→ Required task:
Write out all of the items again, replacing "polygon" with "outline" and changing nothing else.

Region annotation items:
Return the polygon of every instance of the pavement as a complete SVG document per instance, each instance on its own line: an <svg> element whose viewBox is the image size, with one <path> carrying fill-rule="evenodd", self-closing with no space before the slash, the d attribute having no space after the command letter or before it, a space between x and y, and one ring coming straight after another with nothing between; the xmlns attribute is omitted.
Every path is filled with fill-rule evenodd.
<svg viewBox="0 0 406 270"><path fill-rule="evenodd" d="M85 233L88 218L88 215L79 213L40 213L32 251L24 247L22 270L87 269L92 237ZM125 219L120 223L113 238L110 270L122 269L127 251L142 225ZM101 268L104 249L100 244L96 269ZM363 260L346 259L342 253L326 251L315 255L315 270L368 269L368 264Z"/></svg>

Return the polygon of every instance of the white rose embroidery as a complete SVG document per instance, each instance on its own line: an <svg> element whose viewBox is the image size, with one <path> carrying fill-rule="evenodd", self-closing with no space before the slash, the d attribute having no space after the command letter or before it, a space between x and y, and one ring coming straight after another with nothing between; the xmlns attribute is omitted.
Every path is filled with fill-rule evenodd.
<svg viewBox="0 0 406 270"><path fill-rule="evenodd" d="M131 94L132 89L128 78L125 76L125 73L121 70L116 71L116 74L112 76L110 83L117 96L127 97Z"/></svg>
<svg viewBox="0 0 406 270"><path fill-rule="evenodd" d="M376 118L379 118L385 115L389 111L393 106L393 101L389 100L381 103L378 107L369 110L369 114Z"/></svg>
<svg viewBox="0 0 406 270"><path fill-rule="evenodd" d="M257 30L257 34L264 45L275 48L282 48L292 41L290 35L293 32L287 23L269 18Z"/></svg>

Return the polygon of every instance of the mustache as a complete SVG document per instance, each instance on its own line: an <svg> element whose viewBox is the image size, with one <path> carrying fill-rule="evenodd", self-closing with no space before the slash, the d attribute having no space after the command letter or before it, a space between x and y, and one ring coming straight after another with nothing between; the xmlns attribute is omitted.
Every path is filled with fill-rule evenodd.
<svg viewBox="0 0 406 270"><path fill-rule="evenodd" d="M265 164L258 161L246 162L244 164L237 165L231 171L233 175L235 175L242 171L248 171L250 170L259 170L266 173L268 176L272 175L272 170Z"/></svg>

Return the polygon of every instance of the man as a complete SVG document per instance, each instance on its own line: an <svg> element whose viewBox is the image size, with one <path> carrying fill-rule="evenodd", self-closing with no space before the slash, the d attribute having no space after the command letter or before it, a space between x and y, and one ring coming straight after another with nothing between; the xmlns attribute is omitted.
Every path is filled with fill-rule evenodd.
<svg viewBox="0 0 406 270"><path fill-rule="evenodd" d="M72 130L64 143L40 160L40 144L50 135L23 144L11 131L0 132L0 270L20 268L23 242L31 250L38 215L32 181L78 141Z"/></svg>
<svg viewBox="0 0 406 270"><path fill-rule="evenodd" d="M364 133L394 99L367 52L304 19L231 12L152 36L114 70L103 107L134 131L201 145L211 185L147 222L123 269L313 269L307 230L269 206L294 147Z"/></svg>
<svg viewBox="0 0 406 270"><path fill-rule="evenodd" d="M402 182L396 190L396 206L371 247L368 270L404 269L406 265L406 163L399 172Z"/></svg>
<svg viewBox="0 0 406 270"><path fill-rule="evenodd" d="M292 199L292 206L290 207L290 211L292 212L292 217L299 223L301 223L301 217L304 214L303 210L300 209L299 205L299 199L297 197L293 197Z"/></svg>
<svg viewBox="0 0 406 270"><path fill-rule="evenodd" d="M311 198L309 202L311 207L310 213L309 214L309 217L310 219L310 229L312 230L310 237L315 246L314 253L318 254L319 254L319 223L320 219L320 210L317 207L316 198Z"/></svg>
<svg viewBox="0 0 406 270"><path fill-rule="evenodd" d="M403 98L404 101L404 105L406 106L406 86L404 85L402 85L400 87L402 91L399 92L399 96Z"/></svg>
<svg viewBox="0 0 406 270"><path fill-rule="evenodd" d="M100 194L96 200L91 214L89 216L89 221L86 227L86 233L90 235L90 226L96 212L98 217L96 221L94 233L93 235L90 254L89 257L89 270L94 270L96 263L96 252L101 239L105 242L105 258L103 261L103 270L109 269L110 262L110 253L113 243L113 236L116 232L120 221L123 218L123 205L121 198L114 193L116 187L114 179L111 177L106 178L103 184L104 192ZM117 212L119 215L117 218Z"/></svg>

→ Problem solution:
Return the outline of every instance of the pavement as a complete SVG document per instance, each instance on its own line: an <svg> element whose viewBox is the image size, with one <path> carrying fill-rule="evenodd", self-closing with no space before the slash, the d attribute having no space after the command letter or before it, a space between x and y, and one ring coming straight after another with nothing between; the xmlns attribute is omitted.
Every path is filled with fill-rule evenodd.
<svg viewBox="0 0 406 270"><path fill-rule="evenodd" d="M85 233L88 218L88 215L79 213L40 213L32 251L24 247L22 270L87 269L92 237ZM125 219L120 223L113 238L110 270L122 269L127 251L142 225ZM101 268L104 249L100 244L96 269ZM363 260L346 259L342 253L326 251L315 255L315 270L368 269L368 264Z"/></svg>

Return the outline of every instance of the white rose embroidery as a complete SVG document per instance, each instance on its own line: an <svg> element whose viewBox is the image size, with one <path> carrying fill-rule="evenodd", self-closing with no space before the slash, the d attribute having no space after the command letter or before it, a space between x and y, and one ring coming straight after another with nothing between; the xmlns attribute is omitted.
Every path is filled with fill-rule evenodd.
<svg viewBox="0 0 406 270"><path fill-rule="evenodd" d="M131 94L132 89L128 78L125 76L125 73L121 70L116 71L116 74L112 76L110 83L117 96L127 97Z"/></svg>
<svg viewBox="0 0 406 270"><path fill-rule="evenodd" d="M376 118L379 118L385 115L389 111L393 106L393 101L389 100L381 103L378 107L369 110L369 114Z"/></svg>
<svg viewBox="0 0 406 270"><path fill-rule="evenodd" d="M257 30L257 34L264 45L275 48L282 48L292 41L290 35L293 32L287 23L269 18Z"/></svg>

Return the outline of every instance of the mustache as a complete SVG document per instance, each instance on its own line: an <svg> element whose viewBox is the image size, with one <path> carrying fill-rule="evenodd", self-closing with no space before the slash, the d attribute having no space after the command letter or before it, a space between x and y, and one ring coming straight after another with nothing between; the xmlns attribute is omitted.
Every path is filled with fill-rule evenodd.
<svg viewBox="0 0 406 270"><path fill-rule="evenodd" d="M265 164L258 161L246 162L244 164L237 165L231 171L233 175L235 175L242 171L248 171L250 170L259 170L266 173L268 176L272 175L272 170Z"/></svg>

Return the outline of every instance of the man as a complete SVG document per instance, each instance on its own line: an <svg> element whose viewBox is the image size, with one <path> carrying fill-rule="evenodd", self-closing with no space before the slash, the d attribute having no space after the command letter or before it, a space between x and y, and one ring coming straight after another with nothing between; the xmlns attribute is omitted.
Every path is filled with fill-rule evenodd.
<svg viewBox="0 0 406 270"><path fill-rule="evenodd" d="M72 130L64 143L40 160L40 144L50 135L23 144L11 131L0 132L0 270L20 268L23 242L31 250L38 215L32 181L78 141Z"/></svg>
<svg viewBox="0 0 406 270"><path fill-rule="evenodd" d="M364 133L394 99L367 52L304 19L231 12L152 36L114 70L103 107L134 131L201 145L211 185L147 222L123 269L313 269L307 230L269 206L294 147Z"/></svg>
<svg viewBox="0 0 406 270"><path fill-rule="evenodd" d="M402 182L396 190L396 206L371 247L368 270L404 269L406 265L406 163L399 172Z"/></svg>
<svg viewBox="0 0 406 270"><path fill-rule="evenodd" d="M292 199L292 206L290 207L290 211L292 212L292 217L299 223L301 223L301 217L304 214L303 210L300 209L299 205L299 199L297 197L293 197Z"/></svg>
<svg viewBox="0 0 406 270"><path fill-rule="evenodd" d="M311 198L309 202L311 207L310 213L309 214L309 217L310 219L310 229L312 230L310 237L315 246L314 253L318 254L319 254L319 223L320 219L320 210L317 207L316 198Z"/></svg>
<svg viewBox="0 0 406 270"><path fill-rule="evenodd" d="M403 98L404 101L404 105L406 106L406 86L404 85L402 85L400 87L402 91L399 92L399 96Z"/></svg>
<svg viewBox="0 0 406 270"><path fill-rule="evenodd" d="M100 194L96 200L91 214L89 216L89 221L86 227L86 233L90 235L90 226L96 212L98 217L96 221L94 233L93 235L90 254L89 257L89 270L94 270L96 263L96 252L101 239L105 242L105 258L103 261L103 270L109 269L110 262L110 253L113 243L113 236L116 232L120 221L123 218L123 205L121 198L114 193L116 187L114 179L111 177L106 178L103 184L104 192ZM117 212L119 215L117 218Z"/></svg>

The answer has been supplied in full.